Your goal. State how many lines in the items below contain the word "anthias", and give only that number.

Supplied records.
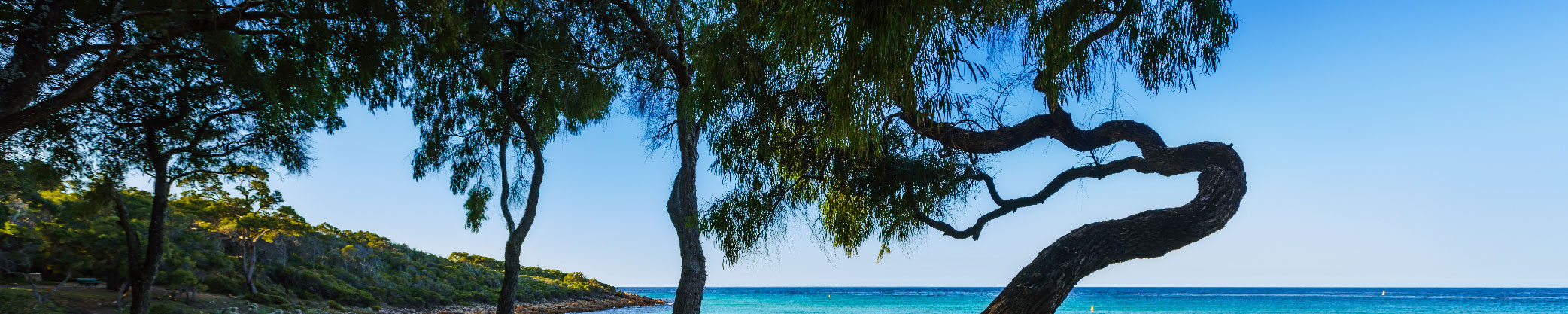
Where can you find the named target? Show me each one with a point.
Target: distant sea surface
(1162, 300)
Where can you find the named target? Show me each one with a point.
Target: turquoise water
(1162, 300)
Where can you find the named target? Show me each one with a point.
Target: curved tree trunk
(1044, 283)
(684, 214)
(513, 266)
(250, 264)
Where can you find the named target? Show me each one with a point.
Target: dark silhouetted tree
(182, 120)
(866, 112)
(494, 76)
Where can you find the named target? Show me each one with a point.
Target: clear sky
(1387, 143)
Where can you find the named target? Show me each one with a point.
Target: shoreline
(552, 306)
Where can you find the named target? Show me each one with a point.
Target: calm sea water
(1164, 300)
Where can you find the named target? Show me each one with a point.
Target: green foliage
(496, 76)
(314, 264)
(822, 98)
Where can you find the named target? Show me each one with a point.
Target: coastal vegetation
(860, 117)
(244, 242)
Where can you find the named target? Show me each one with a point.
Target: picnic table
(88, 282)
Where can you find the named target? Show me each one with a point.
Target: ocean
(1162, 300)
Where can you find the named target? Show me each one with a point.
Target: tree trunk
(1047, 282)
(120, 296)
(132, 247)
(44, 299)
(143, 275)
(684, 214)
(250, 264)
(33, 288)
(513, 266)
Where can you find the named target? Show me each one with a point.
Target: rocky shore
(554, 306)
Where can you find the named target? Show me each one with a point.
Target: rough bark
(250, 264)
(513, 266)
(62, 283)
(132, 247)
(1044, 283)
(682, 214)
(146, 270)
(682, 195)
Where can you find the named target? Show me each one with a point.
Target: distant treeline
(76, 230)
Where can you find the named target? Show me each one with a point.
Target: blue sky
(1388, 143)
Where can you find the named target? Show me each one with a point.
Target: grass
(98, 300)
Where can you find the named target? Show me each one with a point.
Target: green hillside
(76, 230)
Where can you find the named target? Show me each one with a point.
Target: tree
(852, 110)
(175, 121)
(59, 52)
(493, 78)
(652, 41)
(253, 217)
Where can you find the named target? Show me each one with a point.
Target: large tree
(869, 114)
(189, 118)
(655, 40)
(490, 78)
(250, 217)
(59, 52)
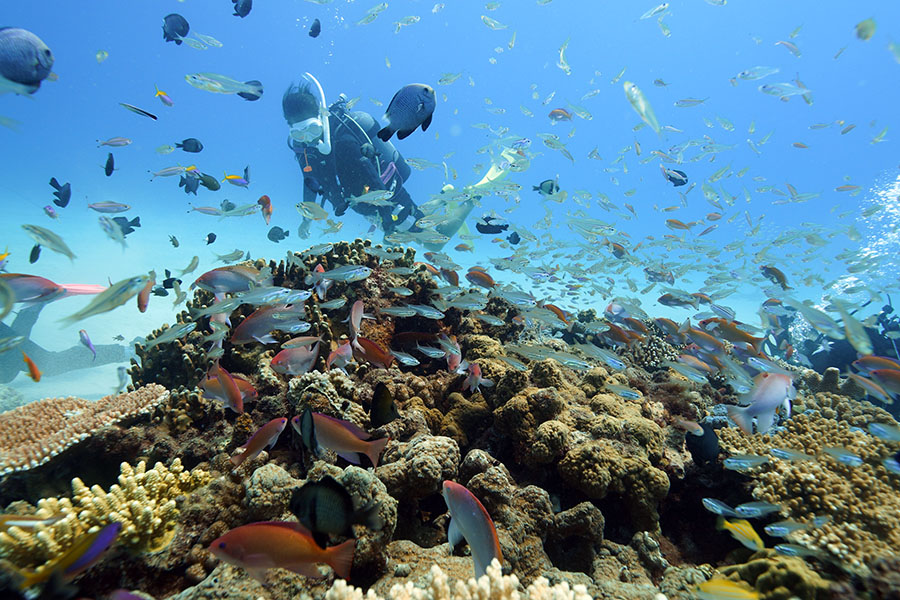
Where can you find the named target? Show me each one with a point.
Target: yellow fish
(742, 531)
(724, 589)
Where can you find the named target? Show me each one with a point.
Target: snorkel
(314, 131)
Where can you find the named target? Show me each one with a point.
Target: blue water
(708, 46)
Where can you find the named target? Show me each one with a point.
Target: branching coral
(143, 502)
(492, 586)
(862, 501)
(33, 434)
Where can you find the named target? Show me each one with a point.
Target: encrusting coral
(33, 434)
(143, 502)
(863, 502)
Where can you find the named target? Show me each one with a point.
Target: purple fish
(86, 340)
(80, 556)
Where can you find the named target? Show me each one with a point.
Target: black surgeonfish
(63, 193)
(175, 27)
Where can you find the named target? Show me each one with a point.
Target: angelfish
(470, 520)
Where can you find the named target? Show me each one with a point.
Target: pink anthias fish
(230, 279)
(265, 437)
(344, 438)
(33, 289)
(470, 520)
(259, 324)
(475, 379)
(213, 388)
(318, 281)
(257, 547)
(233, 396)
(770, 391)
(295, 361)
(340, 357)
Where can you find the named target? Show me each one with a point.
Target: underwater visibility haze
(578, 299)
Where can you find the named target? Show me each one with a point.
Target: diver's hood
(315, 130)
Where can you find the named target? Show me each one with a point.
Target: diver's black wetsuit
(347, 172)
(51, 362)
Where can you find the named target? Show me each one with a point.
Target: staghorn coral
(438, 586)
(863, 502)
(33, 434)
(143, 502)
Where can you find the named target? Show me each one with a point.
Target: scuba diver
(342, 156)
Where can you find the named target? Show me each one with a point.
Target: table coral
(863, 502)
(144, 502)
(33, 434)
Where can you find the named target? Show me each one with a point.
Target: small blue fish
(86, 340)
(719, 508)
(789, 454)
(784, 528)
(844, 456)
(890, 433)
(743, 462)
(754, 510)
(624, 392)
(795, 550)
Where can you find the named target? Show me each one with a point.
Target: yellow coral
(143, 502)
(863, 502)
(492, 586)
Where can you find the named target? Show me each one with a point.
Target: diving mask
(307, 131)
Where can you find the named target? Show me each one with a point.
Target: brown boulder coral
(863, 502)
(596, 468)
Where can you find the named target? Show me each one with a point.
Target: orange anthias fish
(480, 278)
(343, 437)
(267, 209)
(33, 371)
(560, 114)
(80, 556)
(265, 437)
(257, 547)
(470, 520)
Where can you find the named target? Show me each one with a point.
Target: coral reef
(143, 502)
(9, 398)
(33, 434)
(438, 586)
(862, 502)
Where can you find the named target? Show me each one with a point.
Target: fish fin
(307, 569)
(369, 516)
(351, 457)
(764, 421)
(454, 534)
(742, 417)
(375, 449)
(340, 558)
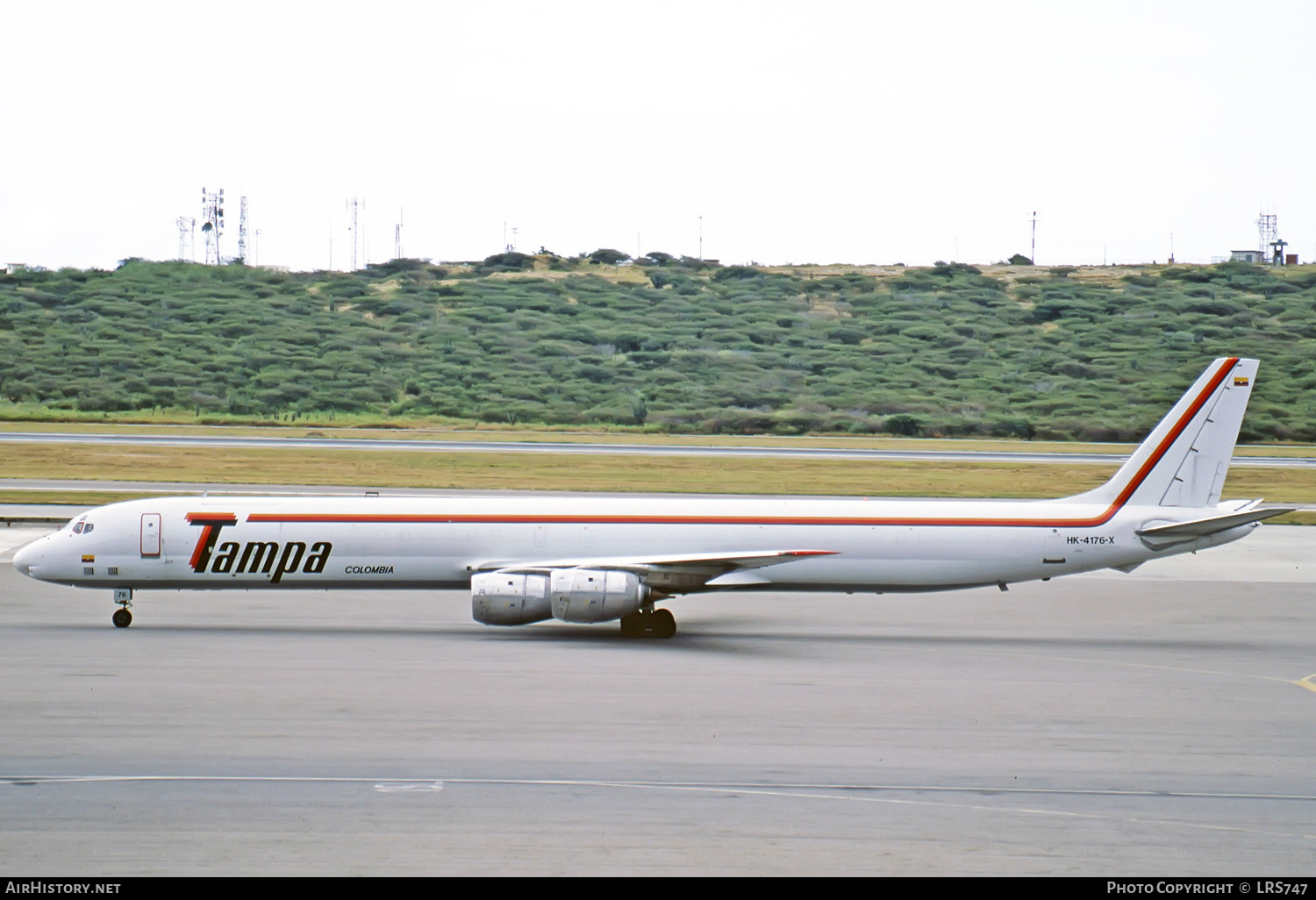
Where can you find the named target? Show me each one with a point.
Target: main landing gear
(124, 597)
(649, 623)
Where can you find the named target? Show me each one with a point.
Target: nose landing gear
(123, 618)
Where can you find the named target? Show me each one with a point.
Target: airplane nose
(25, 560)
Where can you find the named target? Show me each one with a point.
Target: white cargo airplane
(594, 560)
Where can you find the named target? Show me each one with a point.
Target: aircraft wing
(682, 571)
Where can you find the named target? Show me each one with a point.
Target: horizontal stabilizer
(1212, 524)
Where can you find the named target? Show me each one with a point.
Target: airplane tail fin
(1184, 460)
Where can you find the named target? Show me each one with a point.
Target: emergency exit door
(150, 534)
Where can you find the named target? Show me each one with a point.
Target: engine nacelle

Result below. 2